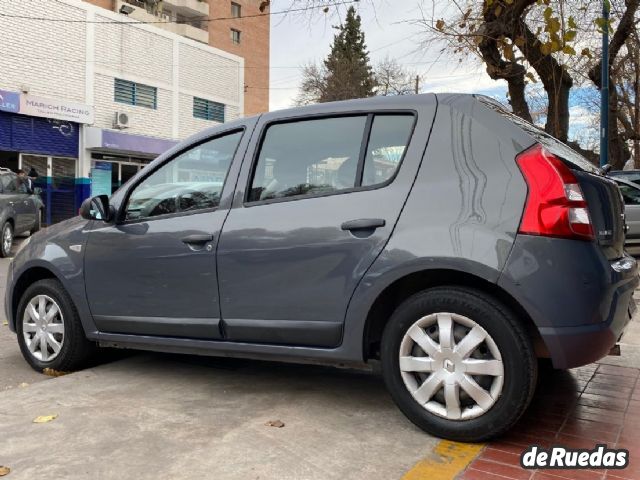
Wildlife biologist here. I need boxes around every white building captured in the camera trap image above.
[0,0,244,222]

...

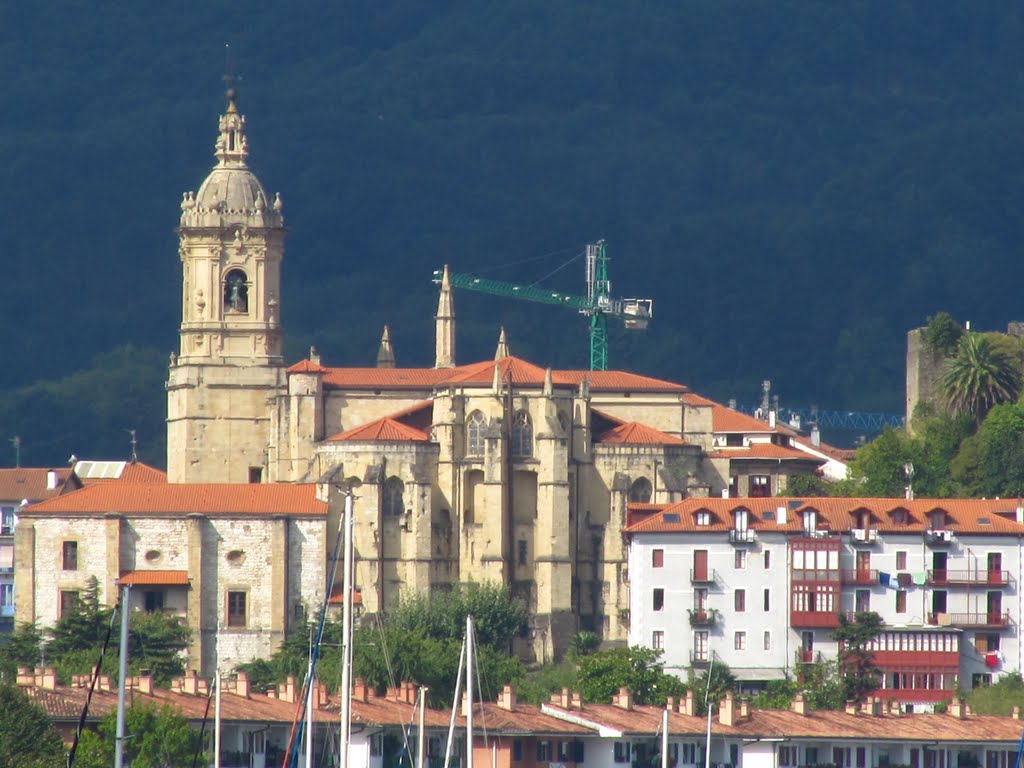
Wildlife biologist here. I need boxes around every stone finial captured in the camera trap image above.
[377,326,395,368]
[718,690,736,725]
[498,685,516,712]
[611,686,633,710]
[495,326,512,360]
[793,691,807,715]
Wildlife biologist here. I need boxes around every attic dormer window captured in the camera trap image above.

## EXERCISE PROMPT
Extract each line of the records above that contains the string "need". Matching is case-sensitive.

## TASK RESULT
Wildlife biologist here. I need boxes around every white building captured in the camera trap image above.
Wildlife biologist here. I need boxes around every stone finial captured in the camera trap image above.
Wildlife biologist here. I need boxes around every attic dormer window captured in the camera trap image above.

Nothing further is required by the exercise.